Collected data:
<<<<

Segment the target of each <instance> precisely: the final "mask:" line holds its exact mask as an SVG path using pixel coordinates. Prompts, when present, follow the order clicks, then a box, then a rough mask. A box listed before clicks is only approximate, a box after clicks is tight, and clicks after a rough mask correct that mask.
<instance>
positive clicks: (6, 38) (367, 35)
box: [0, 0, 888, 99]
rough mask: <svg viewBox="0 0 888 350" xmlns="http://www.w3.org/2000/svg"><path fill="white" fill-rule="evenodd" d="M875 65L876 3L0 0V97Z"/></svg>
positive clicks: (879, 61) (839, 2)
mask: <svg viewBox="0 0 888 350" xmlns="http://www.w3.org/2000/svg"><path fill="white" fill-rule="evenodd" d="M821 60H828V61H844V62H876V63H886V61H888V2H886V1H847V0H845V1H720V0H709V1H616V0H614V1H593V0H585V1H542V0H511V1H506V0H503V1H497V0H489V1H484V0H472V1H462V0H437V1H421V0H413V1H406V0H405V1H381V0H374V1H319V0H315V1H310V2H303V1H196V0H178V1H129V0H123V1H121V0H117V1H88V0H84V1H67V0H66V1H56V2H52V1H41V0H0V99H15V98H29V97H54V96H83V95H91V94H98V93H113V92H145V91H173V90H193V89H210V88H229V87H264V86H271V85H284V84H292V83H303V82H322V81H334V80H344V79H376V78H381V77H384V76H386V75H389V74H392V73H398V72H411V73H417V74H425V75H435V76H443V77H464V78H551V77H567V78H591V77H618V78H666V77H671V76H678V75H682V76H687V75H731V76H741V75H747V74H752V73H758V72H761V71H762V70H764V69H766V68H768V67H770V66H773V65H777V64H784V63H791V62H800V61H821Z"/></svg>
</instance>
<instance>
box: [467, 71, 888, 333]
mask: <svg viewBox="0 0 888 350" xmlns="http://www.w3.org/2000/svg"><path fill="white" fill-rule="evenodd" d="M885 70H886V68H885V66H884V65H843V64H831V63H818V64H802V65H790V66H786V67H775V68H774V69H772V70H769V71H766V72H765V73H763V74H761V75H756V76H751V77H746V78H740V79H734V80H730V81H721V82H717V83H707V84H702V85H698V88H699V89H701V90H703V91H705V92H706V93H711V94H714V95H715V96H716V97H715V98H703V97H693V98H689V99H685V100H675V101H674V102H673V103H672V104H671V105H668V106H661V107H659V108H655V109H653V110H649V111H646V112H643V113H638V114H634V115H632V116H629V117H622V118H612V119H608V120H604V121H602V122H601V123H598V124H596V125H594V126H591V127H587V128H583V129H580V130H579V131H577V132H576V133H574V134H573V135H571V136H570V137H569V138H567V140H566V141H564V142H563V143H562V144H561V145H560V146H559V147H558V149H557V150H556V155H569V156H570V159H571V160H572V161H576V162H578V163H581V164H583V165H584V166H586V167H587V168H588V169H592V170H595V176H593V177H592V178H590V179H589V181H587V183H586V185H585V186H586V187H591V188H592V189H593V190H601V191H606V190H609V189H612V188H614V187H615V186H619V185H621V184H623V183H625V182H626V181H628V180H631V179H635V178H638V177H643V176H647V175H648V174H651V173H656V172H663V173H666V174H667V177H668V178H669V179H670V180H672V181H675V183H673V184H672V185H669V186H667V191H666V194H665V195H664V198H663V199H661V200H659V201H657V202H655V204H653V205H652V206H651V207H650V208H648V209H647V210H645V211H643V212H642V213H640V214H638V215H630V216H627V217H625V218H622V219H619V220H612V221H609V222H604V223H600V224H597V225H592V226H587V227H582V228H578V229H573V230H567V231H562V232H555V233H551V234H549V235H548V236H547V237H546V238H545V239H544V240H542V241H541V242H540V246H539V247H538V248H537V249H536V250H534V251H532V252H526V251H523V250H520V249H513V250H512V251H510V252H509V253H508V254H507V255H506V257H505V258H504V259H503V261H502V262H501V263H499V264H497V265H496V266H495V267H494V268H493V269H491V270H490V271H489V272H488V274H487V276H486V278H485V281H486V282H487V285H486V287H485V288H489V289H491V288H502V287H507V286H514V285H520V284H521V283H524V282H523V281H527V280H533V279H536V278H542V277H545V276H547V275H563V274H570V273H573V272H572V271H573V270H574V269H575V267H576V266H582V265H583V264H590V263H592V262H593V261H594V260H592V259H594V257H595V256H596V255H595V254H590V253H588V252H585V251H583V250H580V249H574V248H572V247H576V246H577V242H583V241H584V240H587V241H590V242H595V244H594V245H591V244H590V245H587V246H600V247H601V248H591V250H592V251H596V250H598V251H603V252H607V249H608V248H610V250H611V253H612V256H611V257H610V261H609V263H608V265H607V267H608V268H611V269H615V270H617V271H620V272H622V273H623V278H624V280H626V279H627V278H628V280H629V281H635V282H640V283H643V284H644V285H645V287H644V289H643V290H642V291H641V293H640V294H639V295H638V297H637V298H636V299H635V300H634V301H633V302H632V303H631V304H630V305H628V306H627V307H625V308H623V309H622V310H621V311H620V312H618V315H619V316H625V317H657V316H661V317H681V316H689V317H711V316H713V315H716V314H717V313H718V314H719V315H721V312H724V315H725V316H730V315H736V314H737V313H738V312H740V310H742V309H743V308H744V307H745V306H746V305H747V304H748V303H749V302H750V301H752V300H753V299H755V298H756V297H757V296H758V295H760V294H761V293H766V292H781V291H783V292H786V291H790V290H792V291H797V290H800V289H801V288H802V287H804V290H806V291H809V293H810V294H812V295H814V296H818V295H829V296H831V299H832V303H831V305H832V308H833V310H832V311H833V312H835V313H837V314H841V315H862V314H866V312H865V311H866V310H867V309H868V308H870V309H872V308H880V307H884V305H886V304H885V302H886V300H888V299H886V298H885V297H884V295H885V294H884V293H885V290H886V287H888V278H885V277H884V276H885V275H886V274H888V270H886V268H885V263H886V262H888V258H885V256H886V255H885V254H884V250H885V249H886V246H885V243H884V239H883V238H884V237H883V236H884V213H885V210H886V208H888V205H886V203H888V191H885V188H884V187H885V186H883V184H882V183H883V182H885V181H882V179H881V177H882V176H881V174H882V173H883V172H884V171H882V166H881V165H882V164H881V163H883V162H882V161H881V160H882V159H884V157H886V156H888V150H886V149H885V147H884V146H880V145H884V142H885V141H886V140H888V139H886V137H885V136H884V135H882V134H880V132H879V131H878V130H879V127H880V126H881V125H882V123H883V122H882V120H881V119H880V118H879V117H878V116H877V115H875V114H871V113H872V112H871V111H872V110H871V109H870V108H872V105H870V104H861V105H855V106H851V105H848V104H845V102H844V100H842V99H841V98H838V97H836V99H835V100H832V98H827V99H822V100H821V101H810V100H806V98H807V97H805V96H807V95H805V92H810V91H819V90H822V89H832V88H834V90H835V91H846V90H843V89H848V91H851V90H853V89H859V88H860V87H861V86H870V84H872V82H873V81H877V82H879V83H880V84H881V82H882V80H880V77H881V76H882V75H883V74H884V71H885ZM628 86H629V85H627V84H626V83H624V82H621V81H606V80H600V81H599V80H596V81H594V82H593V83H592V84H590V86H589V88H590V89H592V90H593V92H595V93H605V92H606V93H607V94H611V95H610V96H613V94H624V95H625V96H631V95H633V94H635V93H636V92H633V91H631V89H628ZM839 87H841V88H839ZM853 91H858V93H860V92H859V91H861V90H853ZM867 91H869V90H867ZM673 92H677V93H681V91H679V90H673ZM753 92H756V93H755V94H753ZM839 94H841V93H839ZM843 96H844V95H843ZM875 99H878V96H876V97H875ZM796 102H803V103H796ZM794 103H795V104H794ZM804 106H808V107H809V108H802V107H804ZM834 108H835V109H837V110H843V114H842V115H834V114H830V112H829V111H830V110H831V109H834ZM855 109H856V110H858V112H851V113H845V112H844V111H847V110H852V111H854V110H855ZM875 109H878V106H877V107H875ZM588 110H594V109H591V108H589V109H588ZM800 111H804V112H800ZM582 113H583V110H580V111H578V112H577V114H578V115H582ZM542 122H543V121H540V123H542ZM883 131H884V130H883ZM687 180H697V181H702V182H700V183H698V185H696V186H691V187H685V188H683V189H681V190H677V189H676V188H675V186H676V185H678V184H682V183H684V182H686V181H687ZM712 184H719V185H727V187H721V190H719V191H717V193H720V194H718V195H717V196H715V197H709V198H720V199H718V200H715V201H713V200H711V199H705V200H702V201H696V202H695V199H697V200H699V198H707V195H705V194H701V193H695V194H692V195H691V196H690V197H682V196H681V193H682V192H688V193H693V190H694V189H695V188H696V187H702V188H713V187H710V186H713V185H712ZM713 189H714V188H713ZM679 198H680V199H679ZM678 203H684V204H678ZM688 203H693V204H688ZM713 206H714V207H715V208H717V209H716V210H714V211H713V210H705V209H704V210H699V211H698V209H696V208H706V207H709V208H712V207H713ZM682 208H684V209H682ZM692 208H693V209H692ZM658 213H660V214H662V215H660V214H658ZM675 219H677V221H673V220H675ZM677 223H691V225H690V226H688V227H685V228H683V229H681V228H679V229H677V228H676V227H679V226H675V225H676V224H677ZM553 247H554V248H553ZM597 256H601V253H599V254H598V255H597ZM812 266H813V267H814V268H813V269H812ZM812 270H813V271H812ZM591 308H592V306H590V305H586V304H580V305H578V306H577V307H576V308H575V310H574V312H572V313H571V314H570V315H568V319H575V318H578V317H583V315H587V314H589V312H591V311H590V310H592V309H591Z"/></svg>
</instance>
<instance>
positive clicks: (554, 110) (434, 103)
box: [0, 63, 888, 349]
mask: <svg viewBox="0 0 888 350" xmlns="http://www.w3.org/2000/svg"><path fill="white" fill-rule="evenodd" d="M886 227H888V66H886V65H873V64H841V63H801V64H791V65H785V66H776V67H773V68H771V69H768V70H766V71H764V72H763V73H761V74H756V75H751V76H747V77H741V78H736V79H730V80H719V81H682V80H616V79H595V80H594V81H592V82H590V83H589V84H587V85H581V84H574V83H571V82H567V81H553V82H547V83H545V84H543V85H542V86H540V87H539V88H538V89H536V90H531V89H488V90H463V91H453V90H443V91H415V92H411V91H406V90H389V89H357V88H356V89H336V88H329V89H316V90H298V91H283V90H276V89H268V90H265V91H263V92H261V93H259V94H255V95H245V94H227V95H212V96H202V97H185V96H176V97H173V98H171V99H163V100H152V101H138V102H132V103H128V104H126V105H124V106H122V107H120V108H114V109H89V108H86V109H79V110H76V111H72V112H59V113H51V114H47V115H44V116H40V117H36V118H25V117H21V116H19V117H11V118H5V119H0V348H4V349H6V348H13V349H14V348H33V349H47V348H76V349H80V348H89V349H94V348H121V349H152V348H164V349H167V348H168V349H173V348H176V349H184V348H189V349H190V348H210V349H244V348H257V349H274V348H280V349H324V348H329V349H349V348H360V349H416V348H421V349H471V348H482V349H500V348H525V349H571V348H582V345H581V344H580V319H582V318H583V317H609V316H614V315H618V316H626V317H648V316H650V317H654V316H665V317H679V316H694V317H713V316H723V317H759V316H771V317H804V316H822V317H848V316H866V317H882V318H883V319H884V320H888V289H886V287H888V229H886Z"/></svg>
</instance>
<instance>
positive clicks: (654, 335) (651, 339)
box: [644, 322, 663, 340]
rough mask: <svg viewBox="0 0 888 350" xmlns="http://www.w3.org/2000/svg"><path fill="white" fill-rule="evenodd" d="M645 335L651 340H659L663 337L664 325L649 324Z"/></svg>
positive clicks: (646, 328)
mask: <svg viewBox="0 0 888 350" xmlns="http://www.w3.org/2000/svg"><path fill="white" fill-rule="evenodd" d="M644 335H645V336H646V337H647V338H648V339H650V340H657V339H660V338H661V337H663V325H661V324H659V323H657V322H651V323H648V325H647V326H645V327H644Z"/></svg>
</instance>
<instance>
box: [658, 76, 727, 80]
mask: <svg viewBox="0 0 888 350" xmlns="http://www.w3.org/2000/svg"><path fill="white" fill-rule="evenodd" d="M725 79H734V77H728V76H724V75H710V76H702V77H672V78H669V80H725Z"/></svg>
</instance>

>>>>
<<<<

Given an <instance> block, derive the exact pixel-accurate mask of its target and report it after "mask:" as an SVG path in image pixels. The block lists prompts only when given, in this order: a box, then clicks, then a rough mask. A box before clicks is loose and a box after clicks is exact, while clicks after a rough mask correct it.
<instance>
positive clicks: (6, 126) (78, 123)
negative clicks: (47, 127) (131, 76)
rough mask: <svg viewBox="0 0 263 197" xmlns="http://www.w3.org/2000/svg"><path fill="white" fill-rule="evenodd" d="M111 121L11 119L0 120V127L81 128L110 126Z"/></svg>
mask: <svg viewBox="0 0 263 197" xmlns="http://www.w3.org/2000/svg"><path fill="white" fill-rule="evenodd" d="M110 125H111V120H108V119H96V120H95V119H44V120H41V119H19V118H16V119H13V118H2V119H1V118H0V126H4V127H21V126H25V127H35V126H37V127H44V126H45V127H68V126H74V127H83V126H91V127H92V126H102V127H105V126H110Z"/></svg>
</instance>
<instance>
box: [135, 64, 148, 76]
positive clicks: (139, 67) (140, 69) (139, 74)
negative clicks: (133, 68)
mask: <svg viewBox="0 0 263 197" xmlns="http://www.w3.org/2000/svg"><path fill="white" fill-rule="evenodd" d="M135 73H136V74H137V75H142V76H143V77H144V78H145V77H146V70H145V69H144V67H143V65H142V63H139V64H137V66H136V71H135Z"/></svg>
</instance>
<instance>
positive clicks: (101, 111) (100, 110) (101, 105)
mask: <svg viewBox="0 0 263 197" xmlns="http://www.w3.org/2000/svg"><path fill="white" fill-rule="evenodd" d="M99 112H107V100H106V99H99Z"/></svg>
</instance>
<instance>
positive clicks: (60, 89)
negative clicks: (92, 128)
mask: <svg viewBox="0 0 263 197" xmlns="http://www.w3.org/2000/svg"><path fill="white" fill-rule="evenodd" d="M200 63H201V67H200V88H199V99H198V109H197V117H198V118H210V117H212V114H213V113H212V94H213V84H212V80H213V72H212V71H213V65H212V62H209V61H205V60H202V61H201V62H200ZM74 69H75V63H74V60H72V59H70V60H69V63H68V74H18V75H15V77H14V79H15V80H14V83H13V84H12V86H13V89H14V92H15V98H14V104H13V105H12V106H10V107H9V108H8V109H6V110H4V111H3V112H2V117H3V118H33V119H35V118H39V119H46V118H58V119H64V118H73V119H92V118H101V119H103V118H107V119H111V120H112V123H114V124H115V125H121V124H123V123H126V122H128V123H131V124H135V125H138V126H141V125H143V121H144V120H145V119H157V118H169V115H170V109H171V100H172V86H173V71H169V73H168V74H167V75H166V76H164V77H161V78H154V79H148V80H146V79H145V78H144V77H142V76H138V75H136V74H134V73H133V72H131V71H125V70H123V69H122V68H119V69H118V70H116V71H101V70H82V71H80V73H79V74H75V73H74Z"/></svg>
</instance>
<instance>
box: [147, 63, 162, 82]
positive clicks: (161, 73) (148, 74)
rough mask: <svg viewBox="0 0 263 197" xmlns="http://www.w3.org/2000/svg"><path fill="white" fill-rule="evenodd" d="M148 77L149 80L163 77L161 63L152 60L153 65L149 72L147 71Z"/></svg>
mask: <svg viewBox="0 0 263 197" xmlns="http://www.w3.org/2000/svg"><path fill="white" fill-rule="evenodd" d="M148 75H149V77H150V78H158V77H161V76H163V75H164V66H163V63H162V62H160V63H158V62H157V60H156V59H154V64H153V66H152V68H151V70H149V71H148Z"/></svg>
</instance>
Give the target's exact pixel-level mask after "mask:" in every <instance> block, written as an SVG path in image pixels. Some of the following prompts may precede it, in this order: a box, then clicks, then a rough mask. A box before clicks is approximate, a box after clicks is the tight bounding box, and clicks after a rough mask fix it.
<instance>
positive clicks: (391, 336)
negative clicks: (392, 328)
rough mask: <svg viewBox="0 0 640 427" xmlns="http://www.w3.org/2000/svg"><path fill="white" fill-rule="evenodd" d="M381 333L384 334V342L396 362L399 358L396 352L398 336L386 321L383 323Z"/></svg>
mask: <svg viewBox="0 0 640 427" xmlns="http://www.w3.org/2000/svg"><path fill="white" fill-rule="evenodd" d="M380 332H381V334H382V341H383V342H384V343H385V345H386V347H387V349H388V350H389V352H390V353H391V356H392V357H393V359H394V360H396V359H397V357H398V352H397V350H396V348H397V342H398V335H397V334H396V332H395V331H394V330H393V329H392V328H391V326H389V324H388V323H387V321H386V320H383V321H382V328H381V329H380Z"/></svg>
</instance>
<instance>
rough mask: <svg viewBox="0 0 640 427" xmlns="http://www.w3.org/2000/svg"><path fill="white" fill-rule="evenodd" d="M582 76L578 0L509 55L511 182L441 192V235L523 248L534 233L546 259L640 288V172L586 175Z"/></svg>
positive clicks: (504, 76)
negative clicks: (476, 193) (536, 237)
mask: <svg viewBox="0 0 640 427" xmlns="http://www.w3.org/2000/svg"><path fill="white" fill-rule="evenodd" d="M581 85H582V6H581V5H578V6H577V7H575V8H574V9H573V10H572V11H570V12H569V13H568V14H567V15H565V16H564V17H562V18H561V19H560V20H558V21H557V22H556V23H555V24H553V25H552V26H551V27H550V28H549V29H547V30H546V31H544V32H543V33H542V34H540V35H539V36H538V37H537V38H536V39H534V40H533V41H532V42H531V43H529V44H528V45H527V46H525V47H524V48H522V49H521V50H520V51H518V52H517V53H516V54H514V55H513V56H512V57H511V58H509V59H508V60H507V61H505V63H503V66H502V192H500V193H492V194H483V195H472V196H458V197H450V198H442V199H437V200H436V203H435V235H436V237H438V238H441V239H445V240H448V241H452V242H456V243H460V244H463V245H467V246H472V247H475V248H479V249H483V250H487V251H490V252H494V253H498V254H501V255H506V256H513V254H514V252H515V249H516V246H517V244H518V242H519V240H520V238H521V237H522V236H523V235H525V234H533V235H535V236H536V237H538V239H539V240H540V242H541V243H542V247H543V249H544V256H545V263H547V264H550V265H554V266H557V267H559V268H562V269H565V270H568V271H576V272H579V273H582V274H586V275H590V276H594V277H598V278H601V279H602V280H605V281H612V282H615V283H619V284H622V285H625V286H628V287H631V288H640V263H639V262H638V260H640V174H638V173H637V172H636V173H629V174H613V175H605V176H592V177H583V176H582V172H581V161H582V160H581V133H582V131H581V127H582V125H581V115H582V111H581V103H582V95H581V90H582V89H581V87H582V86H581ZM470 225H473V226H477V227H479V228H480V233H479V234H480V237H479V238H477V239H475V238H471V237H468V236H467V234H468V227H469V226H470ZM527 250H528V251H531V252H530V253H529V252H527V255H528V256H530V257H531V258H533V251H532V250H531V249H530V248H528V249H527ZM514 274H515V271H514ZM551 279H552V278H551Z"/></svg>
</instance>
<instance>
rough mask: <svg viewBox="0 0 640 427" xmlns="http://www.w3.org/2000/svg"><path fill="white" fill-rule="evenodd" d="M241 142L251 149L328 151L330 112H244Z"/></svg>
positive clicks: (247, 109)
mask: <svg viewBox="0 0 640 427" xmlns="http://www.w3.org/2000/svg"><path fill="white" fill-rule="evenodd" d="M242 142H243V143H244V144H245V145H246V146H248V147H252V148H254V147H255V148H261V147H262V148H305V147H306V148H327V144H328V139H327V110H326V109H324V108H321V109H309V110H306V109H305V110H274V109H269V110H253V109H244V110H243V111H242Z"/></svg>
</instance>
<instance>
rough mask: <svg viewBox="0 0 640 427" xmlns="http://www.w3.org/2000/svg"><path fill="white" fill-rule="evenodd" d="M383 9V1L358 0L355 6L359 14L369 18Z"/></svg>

>>>>

PROBLEM TO WORK ON ▸ Give the lines above, starting at the line that contains "Segment the target" and ending at the line that contains "box: [0, 0, 888, 99]", as a JSON list of strings with one string per line and blank lines omitted.

EXPECTED ANSWER ▸
[
  "Segment the target of each <instance> precisely: the final \"mask:\" line holds its exact mask as an SVG path using pixel coordinates. Prompts, when present, follow the order clicks, then a box, then a rough mask. A box listed before clicks is only approximate, a box after clicks is tight, and clicks after a rough mask correct that mask.",
  "<instance>",
  "positive clicks: (6, 38) (367, 35)",
  "box: [0, 0, 888, 99]"
]